=== Material for this exercise ===
>>>
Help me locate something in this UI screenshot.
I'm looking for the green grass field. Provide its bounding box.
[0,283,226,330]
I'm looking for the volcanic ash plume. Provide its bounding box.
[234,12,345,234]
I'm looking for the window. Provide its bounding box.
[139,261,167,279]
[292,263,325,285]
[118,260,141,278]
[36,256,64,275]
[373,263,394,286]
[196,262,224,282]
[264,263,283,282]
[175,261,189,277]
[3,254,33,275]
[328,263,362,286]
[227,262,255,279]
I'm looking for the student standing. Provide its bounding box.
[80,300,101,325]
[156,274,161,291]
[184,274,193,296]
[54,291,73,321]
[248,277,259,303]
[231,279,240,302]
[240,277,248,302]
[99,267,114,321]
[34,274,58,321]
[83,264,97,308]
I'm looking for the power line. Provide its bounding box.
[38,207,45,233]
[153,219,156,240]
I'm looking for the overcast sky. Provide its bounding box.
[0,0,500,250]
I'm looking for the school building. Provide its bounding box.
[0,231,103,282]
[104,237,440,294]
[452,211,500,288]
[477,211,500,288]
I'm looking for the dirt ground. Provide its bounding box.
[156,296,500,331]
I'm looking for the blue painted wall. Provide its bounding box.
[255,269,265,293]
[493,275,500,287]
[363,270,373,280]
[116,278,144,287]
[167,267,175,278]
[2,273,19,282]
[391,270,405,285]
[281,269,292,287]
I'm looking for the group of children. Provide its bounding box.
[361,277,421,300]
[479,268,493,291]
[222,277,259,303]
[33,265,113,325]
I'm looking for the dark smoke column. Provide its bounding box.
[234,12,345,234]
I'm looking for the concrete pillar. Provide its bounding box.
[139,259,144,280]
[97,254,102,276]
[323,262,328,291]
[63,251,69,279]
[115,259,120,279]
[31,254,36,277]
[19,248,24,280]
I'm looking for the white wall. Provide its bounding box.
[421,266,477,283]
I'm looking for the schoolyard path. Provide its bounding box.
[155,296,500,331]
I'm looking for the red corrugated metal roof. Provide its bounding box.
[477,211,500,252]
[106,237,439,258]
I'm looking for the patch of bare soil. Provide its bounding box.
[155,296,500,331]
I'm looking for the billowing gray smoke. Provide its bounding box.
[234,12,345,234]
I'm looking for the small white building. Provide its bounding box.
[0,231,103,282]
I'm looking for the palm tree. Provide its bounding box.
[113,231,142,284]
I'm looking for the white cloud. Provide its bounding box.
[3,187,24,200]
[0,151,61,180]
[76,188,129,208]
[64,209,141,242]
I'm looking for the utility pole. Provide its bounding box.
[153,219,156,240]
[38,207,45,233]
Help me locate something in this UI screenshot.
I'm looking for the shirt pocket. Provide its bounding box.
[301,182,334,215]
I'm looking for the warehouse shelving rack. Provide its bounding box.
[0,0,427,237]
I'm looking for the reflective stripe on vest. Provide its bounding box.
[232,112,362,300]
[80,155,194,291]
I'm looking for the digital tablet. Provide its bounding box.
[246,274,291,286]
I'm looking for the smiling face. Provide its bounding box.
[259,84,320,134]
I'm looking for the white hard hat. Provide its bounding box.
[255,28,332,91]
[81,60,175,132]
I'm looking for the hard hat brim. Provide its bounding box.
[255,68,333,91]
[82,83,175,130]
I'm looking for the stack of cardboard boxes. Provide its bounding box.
<<<
=== Exercise directions ===
Rename "concrete pillar" to "support column" in the stretch of items from the line containing "I'm looking for the blue" through the line containing "[421,266,477,283]", and give back only those lines with nothing else altered.

=== Exercise solution ===
I'm looking for the blue painted wall. Provide its bounding box.
[255,269,265,293]
[493,275,500,287]
[363,270,373,280]
[116,278,144,287]
[167,267,175,278]
[2,273,19,282]
[391,270,405,285]
[281,269,292,287]
I'm looking for the group of children. Provide its bounding box.
[361,277,421,300]
[479,268,493,291]
[222,277,259,303]
[33,265,113,325]
I'm looking for the dark smoke column. Provide its bounding box.
[234,12,345,234]
I'm looking for the support column. Provide its bounding box.
[139,259,144,280]
[97,254,102,276]
[323,262,328,291]
[63,251,69,279]
[115,259,120,279]
[31,254,36,277]
[19,248,24,280]
I'm looking for the white wall. Provide its bounding box.
[421,266,477,283]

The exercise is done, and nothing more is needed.